- _EXERCISE PROMPT_: Reproduce only the lines from the line containing "Place one keypoint per instance of the green leaf and" to the end of the entries below, including both of those lines.

══ DATA SHOWN ══

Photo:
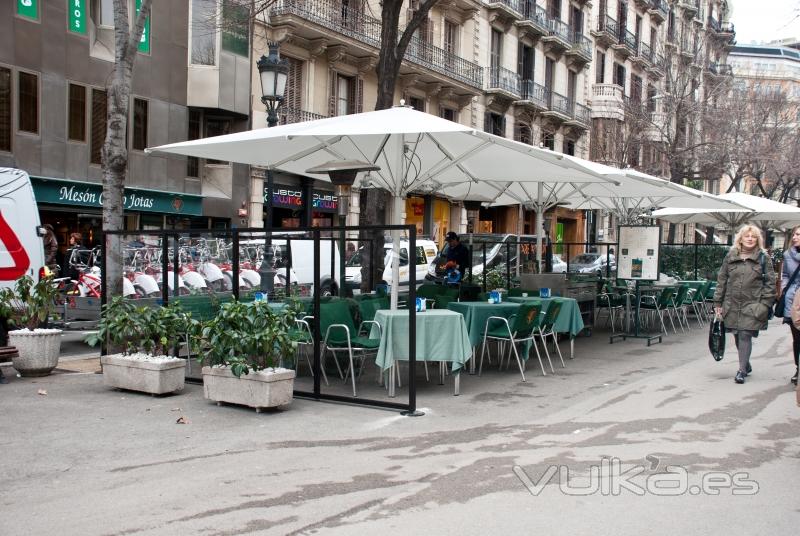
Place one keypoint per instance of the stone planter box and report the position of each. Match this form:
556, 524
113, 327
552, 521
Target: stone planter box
151, 377
257, 390
38, 351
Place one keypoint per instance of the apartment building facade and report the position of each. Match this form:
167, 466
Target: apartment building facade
644, 50
56, 58
513, 68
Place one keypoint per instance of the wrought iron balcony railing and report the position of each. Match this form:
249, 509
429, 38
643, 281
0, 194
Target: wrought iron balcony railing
502, 78
536, 93
559, 103
582, 44
335, 16
288, 115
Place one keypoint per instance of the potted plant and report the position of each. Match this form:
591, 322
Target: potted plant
241, 349
29, 307
146, 336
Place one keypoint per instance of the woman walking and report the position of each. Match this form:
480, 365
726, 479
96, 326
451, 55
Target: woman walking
790, 281
745, 292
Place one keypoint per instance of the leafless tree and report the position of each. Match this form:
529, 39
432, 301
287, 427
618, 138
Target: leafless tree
114, 153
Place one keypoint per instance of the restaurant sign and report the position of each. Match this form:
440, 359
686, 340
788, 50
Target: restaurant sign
286, 197
88, 194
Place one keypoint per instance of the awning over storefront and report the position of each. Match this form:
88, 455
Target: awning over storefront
90, 194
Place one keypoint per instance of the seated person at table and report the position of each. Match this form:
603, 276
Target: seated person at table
457, 253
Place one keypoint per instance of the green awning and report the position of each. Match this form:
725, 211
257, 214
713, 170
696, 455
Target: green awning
90, 194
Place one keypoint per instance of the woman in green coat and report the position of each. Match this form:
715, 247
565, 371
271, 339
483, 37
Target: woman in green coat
745, 292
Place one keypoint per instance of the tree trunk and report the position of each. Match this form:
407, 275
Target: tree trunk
115, 152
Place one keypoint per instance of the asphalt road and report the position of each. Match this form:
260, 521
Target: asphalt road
630, 440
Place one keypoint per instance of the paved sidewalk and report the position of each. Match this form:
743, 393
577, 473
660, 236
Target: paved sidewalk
87, 460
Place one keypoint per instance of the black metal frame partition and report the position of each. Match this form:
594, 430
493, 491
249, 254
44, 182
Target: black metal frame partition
301, 233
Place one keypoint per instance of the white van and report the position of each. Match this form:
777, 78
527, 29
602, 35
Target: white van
426, 254
21, 244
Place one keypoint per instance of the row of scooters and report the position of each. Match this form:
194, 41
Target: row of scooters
202, 269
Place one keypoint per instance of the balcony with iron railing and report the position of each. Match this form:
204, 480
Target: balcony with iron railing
288, 115
607, 31
535, 95
658, 11
580, 115
607, 101
535, 20
581, 48
340, 19
559, 107
502, 80
558, 37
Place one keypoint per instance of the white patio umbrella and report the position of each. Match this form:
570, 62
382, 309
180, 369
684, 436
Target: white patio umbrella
412, 148
754, 209
628, 205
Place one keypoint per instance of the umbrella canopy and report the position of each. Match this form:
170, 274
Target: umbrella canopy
412, 149
754, 209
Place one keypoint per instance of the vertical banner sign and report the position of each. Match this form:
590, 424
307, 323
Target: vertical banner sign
144, 42
28, 8
77, 16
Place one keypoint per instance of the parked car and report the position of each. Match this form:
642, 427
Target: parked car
426, 254
21, 244
496, 251
559, 266
591, 263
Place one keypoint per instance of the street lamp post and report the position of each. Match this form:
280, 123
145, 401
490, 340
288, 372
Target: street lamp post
273, 72
342, 174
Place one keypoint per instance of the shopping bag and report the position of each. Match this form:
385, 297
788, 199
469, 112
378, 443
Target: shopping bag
716, 338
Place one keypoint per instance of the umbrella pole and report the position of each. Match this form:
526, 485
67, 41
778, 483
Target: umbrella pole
397, 219
539, 225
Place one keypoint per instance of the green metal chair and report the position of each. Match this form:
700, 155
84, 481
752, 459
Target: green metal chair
337, 324
521, 327
546, 329
658, 305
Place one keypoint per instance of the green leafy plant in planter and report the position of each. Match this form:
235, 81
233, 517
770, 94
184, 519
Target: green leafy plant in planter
247, 337
147, 337
29, 307
142, 329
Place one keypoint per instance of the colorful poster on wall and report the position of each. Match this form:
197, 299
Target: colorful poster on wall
28, 9
144, 42
77, 16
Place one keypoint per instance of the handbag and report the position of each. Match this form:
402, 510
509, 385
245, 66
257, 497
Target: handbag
780, 305
716, 338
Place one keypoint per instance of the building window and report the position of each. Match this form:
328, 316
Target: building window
76, 129
448, 113
28, 103
139, 124
549, 140
204, 35
5, 109
495, 124
217, 127
417, 103
600, 68
235, 28
98, 133
193, 163
102, 12
450, 37
344, 86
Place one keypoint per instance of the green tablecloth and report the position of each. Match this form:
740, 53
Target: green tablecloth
441, 336
476, 314
569, 319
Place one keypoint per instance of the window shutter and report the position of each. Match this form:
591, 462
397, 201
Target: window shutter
359, 100
332, 93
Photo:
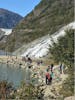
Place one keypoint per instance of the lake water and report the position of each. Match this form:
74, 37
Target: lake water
12, 74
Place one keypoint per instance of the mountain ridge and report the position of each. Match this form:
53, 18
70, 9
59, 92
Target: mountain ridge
9, 19
47, 17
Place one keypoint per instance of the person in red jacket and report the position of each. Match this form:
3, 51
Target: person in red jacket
47, 75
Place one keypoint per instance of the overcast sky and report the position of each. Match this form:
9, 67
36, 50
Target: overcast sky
22, 7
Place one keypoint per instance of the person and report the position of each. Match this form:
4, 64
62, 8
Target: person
28, 74
61, 68
48, 68
47, 75
51, 76
52, 67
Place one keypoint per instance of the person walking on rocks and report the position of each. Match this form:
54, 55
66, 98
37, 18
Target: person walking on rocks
61, 68
47, 75
51, 76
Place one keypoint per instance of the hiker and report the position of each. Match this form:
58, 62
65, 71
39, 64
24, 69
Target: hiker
29, 60
61, 68
48, 68
51, 76
28, 74
52, 67
47, 75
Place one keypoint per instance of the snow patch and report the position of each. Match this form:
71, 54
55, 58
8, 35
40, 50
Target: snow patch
7, 31
42, 48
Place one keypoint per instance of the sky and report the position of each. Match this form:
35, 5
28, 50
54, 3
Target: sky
22, 7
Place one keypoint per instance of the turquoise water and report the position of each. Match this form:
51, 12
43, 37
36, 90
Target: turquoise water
12, 74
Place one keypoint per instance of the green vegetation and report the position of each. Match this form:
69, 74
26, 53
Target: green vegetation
25, 92
46, 18
63, 51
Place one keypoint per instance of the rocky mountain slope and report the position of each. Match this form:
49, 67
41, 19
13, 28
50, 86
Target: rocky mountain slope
40, 47
47, 17
8, 19
3, 34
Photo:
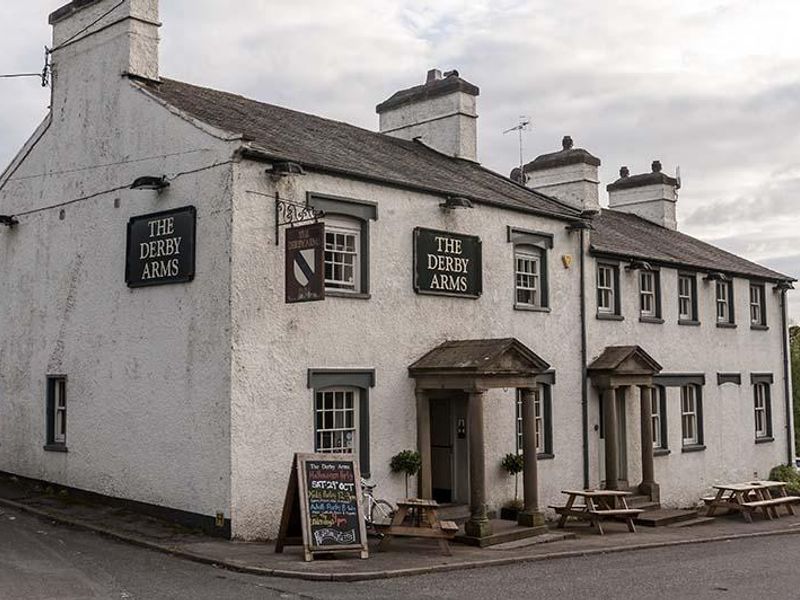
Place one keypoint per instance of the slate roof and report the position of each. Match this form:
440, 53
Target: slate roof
322, 144
628, 236
473, 356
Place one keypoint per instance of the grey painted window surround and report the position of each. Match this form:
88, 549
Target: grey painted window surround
363, 212
539, 243
363, 379
51, 444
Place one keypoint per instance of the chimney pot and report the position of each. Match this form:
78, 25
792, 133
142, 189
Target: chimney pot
434, 75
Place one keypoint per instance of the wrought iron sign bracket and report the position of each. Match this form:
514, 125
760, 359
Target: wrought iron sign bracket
288, 213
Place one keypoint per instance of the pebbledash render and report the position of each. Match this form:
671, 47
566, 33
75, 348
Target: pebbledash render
194, 395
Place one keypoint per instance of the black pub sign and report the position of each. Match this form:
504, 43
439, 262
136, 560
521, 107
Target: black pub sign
161, 248
305, 263
447, 264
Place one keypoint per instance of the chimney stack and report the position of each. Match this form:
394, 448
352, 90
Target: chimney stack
441, 113
571, 175
652, 196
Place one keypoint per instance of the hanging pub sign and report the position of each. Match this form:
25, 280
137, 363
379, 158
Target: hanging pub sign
305, 263
161, 248
447, 264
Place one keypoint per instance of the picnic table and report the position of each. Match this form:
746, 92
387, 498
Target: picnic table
419, 518
752, 496
596, 506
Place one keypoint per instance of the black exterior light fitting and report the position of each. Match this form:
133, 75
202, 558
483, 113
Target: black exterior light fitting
454, 202
149, 182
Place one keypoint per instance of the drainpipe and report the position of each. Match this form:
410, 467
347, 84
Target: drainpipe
784, 287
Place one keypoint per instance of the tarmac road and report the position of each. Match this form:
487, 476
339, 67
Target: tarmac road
43, 561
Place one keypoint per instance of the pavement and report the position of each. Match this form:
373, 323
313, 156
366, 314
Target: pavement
404, 558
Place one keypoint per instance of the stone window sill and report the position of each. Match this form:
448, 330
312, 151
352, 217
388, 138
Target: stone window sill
656, 320
691, 323
56, 448
340, 294
693, 448
609, 317
529, 308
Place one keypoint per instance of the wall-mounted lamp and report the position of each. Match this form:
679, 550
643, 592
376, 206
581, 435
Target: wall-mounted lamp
639, 265
717, 276
284, 168
150, 182
454, 202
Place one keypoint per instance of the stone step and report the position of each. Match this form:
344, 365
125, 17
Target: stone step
664, 516
693, 522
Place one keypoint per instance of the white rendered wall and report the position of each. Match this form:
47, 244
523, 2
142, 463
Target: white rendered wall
731, 453
275, 343
148, 369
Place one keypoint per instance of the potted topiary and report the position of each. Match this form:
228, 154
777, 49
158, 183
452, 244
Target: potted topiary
513, 465
407, 462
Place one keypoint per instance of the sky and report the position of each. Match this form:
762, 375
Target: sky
710, 86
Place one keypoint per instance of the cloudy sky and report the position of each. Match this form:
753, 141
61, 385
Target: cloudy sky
712, 86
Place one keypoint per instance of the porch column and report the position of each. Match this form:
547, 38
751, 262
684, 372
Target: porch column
478, 524
648, 486
611, 435
424, 444
530, 516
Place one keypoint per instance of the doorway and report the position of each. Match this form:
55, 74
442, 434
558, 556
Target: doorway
449, 449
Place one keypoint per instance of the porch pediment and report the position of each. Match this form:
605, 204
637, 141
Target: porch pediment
486, 360
624, 360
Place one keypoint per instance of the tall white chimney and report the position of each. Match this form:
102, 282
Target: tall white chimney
652, 196
571, 175
441, 113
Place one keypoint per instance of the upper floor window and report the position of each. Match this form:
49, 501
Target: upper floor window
758, 309
649, 295
56, 413
608, 289
687, 298
724, 301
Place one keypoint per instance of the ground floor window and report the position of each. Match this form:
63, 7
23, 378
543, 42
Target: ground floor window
763, 417
543, 425
337, 420
56, 413
691, 415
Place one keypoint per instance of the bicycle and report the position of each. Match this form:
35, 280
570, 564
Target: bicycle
378, 513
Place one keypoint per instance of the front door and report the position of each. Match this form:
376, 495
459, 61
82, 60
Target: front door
449, 450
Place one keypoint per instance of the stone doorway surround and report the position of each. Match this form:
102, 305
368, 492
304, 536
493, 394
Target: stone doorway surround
474, 367
626, 368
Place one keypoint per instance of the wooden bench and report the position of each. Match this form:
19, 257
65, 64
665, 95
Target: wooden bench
423, 522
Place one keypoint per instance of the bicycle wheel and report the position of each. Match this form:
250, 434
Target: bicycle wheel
381, 514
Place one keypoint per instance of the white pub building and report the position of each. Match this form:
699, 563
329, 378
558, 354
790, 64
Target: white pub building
154, 349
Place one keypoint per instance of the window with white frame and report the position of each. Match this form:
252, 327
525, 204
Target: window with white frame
336, 417
691, 424
648, 294
687, 302
528, 274
757, 305
761, 398
56, 413
724, 302
342, 255
542, 407
607, 289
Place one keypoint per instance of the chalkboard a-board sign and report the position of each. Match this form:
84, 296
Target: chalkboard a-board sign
322, 510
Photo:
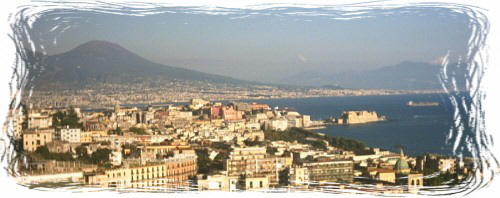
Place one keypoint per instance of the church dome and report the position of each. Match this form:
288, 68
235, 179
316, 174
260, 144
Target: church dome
401, 165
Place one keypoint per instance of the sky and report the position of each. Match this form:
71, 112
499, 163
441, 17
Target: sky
267, 45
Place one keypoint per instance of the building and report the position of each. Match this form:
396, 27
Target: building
401, 166
219, 182
216, 112
86, 137
71, 135
387, 175
222, 182
299, 176
39, 120
277, 125
34, 138
357, 117
231, 114
115, 158
165, 174
251, 161
436, 163
329, 169
58, 146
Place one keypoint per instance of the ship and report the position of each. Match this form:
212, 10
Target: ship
421, 104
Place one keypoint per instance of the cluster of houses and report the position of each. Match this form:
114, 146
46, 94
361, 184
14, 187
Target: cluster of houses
155, 148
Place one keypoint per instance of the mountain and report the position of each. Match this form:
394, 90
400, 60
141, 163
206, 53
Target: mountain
403, 76
105, 62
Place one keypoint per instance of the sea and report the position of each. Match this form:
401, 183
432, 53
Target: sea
419, 130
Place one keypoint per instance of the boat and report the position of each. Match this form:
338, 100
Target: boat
421, 104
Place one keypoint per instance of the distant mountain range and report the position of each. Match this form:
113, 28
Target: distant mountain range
98, 62
403, 76
105, 62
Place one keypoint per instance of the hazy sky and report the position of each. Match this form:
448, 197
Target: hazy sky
268, 45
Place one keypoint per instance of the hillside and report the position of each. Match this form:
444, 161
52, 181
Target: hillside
104, 62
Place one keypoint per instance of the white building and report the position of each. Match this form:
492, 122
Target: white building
115, 158
71, 135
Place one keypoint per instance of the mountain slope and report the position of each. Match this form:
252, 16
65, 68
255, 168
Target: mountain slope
104, 62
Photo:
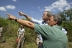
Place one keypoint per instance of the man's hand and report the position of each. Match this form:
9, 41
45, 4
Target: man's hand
11, 17
21, 13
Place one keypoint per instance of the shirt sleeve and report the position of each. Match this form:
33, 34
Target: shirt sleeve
36, 21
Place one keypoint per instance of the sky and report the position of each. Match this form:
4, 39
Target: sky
33, 8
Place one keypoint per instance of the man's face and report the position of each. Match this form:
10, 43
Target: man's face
45, 17
51, 21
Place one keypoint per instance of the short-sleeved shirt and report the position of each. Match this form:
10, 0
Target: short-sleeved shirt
1, 29
21, 31
53, 37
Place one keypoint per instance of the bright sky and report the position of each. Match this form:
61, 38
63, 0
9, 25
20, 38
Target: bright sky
33, 8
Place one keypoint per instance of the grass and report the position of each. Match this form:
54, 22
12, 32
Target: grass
11, 42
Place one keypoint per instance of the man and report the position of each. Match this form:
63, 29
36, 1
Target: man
53, 36
20, 35
1, 30
45, 17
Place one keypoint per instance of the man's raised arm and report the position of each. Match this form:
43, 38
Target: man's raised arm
23, 22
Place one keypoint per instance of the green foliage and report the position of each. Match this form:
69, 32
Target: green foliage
68, 25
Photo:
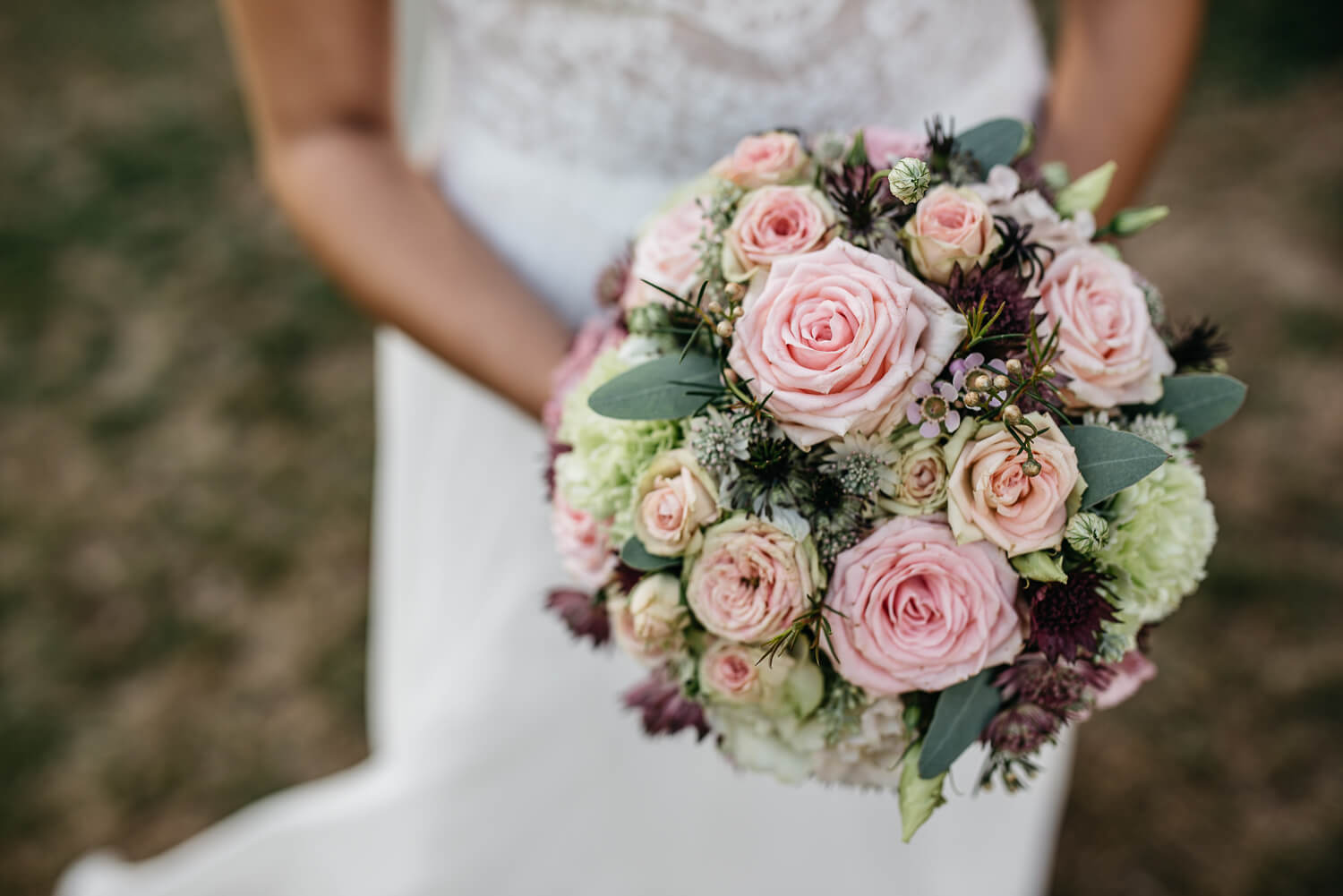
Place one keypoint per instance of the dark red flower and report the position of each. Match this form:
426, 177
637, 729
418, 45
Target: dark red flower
1066, 616
1021, 730
585, 617
663, 707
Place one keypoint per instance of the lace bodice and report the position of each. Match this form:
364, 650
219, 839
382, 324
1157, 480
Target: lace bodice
668, 85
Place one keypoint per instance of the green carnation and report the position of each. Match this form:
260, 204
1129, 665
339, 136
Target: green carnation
598, 476
1162, 531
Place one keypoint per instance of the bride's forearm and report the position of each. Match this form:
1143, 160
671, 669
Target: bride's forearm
1119, 73
410, 260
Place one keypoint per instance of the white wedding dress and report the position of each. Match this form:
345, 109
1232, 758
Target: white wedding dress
501, 761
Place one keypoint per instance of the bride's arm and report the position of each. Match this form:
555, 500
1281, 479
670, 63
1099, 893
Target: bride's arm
1119, 73
317, 77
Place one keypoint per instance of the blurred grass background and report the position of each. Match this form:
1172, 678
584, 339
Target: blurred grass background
185, 456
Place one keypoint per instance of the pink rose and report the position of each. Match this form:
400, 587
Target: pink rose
585, 546
916, 611
595, 336
990, 496
1107, 343
888, 145
762, 160
749, 579
673, 499
668, 254
774, 223
951, 227
1131, 673
838, 337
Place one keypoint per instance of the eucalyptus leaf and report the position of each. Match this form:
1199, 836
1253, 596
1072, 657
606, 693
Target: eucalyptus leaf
637, 557
919, 797
998, 141
1041, 566
961, 715
665, 388
1109, 460
1201, 402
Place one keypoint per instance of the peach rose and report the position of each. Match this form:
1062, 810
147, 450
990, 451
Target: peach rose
774, 223
760, 160
585, 546
913, 610
838, 337
951, 227
888, 145
749, 579
1107, 343
673, 499
990, 496
668, 254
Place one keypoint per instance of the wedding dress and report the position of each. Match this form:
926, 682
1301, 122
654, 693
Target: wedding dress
501, 761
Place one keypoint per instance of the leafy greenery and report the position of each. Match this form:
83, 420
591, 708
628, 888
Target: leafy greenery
958, 719
1109, 460
665, 388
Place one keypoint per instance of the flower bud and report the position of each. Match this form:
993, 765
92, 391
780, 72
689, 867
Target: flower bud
1087, 533
910, 179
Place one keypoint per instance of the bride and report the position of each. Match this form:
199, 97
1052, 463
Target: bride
500, 759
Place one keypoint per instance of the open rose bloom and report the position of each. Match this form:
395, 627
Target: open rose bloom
881, 465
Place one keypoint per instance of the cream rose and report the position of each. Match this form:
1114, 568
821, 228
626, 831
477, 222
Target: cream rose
919, 484
838, 337
749, 579
913, 610
657, 616
760, 160
666, 254
1107, 343
673, 499
950, 227
991, 498
773, 223
585, 544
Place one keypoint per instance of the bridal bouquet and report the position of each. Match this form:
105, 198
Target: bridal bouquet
878, 453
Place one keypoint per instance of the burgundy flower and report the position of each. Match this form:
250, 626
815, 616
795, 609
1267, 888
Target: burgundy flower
1021, 730
585, 617
663, 707
1066, 616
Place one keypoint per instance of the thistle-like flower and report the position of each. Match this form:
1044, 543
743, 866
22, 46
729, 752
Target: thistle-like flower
910, 179
1087, 533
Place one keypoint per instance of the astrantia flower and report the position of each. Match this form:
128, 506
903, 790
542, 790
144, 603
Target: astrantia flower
609, 456
1066, 616
1163, 431
1021, 730
1058, 687
585, 617
1162, 530
934, 410
665, 710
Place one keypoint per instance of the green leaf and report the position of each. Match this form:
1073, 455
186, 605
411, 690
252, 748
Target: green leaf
1087, 192
918, 796
997, 141
637, 557
961, 715
665, 388
1201, 402
1041, 566
1109, 460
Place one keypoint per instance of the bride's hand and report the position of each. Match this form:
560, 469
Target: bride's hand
1119, 74
319, 83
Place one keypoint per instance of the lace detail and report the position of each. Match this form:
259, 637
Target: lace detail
663, 86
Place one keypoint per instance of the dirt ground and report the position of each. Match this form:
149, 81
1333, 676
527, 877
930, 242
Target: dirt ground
185, 453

═══

- _WRITTEN RESPONSE_:
Place one keypoint per instance of the green leaf and report the position of each. Match this form:
1073, 455
186, 605
411, 690
252, 748
Target: green leaf
1087, 192
918, 796
997, 141
637, 557
961, 715
665, 388
1201, 402
1041, 566
1109, 460
Place one keypoint per instance of the bride's hand and report the position of each. Match this form:
560, 469
Target: bride's hand
1119, 74
319, 83
Place one keypoint per instance of the lace detail and report the position of each. Match this form:
259, 637
Target: lace detail
663, 86
Place one keypoint per instance of the dirt ground and report the position of each. Match this form:
149, 81
1333, 676
527, 877
930, 242
Target: dirt ground
185, 453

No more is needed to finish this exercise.